Work required
The required output is the exact run of lines below that opens at the line with "indicate the woman's neck, a" and closes at the line with "indicate the woman's elbow, a".

BEGIN Input records

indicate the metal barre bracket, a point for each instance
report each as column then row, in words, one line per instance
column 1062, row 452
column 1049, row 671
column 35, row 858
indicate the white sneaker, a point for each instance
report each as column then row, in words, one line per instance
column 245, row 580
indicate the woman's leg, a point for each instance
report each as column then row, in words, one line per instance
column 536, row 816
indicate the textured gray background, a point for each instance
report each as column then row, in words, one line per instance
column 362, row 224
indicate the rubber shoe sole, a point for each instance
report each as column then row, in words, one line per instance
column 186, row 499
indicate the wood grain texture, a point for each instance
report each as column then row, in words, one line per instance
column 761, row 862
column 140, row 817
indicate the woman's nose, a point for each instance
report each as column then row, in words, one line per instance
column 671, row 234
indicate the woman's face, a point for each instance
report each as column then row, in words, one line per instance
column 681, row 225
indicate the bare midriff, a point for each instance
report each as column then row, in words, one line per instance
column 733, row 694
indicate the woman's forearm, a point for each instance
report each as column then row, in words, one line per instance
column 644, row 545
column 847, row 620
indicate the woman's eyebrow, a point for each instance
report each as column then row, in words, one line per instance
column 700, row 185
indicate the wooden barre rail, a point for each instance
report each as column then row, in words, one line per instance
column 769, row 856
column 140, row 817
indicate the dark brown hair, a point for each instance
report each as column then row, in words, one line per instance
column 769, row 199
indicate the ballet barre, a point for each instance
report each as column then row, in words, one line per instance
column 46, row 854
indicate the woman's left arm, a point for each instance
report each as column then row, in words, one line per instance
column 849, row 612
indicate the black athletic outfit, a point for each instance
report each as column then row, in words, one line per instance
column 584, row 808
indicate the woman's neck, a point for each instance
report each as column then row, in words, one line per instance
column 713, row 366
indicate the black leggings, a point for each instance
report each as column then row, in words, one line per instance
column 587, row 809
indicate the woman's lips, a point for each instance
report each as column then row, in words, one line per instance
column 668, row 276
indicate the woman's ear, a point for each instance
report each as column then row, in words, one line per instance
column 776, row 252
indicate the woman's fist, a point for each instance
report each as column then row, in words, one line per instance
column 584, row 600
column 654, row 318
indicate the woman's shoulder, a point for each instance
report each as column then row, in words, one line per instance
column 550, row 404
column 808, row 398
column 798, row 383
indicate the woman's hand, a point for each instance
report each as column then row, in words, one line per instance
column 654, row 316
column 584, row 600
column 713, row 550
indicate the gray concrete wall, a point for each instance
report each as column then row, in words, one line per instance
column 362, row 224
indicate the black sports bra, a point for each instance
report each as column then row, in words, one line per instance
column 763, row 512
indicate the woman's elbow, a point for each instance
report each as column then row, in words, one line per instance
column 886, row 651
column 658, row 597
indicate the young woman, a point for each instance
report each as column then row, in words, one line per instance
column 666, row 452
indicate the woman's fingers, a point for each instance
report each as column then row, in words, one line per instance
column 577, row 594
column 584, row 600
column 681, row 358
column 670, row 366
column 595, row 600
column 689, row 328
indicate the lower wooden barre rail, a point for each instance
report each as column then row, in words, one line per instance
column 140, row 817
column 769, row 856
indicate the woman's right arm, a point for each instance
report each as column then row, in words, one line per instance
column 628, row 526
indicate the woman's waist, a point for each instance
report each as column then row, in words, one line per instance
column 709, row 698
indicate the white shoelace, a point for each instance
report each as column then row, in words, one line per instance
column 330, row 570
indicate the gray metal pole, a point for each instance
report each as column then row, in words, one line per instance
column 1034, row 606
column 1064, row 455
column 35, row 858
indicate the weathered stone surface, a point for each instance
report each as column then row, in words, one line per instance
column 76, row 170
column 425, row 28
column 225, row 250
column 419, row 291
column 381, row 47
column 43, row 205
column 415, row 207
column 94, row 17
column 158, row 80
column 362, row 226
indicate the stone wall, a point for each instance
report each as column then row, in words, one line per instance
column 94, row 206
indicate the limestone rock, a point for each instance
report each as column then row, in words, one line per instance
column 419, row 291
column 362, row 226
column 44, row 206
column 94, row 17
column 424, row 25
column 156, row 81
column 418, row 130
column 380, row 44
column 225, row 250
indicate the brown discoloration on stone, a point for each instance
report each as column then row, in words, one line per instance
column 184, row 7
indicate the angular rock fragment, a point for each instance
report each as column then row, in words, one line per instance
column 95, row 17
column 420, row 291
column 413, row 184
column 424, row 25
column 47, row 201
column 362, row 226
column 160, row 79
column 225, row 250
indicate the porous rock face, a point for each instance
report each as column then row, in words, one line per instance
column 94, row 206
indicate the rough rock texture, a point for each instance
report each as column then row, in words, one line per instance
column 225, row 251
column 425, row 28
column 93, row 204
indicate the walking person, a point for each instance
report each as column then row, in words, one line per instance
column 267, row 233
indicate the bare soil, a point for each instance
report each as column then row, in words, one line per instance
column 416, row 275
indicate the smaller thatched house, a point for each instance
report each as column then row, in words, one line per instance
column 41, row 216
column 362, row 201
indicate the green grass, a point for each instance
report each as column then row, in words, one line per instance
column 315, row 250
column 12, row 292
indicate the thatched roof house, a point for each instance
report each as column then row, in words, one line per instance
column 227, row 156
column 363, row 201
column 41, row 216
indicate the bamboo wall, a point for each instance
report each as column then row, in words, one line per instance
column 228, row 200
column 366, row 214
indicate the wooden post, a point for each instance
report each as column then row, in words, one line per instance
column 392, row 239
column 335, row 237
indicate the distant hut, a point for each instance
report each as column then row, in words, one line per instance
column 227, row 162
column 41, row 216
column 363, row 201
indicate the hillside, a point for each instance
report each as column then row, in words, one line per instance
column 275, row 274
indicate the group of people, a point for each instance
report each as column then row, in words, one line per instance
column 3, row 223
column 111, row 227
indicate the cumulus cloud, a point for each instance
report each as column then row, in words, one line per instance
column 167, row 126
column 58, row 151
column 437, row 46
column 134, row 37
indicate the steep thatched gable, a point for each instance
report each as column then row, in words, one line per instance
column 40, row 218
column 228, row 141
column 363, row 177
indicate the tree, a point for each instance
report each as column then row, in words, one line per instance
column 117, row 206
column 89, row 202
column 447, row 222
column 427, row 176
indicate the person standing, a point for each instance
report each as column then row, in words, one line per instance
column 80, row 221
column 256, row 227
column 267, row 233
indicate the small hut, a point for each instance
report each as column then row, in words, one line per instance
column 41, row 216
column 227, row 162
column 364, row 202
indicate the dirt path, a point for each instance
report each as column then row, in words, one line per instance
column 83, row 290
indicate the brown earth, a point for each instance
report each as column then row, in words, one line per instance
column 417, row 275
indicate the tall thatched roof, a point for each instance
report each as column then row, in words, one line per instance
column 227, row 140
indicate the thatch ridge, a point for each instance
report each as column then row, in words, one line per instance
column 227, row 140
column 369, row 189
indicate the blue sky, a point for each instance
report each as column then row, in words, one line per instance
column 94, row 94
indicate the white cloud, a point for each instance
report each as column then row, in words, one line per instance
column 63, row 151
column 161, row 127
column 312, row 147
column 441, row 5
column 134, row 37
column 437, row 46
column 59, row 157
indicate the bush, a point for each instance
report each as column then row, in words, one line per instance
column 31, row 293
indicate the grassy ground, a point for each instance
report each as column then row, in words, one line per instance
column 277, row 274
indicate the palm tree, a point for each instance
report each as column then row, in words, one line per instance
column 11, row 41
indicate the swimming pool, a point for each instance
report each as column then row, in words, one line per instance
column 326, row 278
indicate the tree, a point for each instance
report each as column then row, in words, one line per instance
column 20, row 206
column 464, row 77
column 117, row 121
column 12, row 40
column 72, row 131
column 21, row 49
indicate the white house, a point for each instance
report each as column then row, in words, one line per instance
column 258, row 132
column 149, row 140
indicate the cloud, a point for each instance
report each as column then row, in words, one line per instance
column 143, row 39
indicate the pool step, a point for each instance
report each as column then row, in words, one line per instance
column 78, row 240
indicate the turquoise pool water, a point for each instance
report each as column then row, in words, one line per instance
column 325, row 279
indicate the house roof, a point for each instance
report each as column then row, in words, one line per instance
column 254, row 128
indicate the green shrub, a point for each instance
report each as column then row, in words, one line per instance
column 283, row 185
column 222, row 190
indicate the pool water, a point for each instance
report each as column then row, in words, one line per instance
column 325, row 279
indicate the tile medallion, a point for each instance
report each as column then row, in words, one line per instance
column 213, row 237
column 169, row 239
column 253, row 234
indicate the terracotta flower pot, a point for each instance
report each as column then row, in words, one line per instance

END Input records

Answer to this task
indicate the woman's neck, a point for each instance
report each as column then row, in words, one line per instance
column 713, row 366
indicate the black leggings, a point for each instance
report each as column then row, in words, one line per instance
column 587, row 809
indicate the woman's lips, a point for each instance
report each as column then row, in words, one line per instance
column 668, row 276
indicate the woman's ear, a point for each instance
report each as column then row, in words, one line per instance
column 776, row 252
indicate the woman's fist, a point for each instance
report each as column then row, in words, one line per instance
column 584, row 600
column 654, row 318
indicate the woman's shoulder, a point for each instance
report each as column then row, in words, one line per instance
column 550, row 404
column 808, row 398
column 798, row 383
indicate the woman's hand, a point for each instance
report each as column then row, in words, one line per instance
column 654, row 316
column 584, row 600
column 713, row 550
indicate the gray concrete wall, a point for each instance
report each as column then row, in words, one line per instance
column 362, row 224
indicate the black sports bra, a point for each instance
report each as column then row, in words, one line per instance
column 763, row 512
indicate the woman's elbow, a point for each instance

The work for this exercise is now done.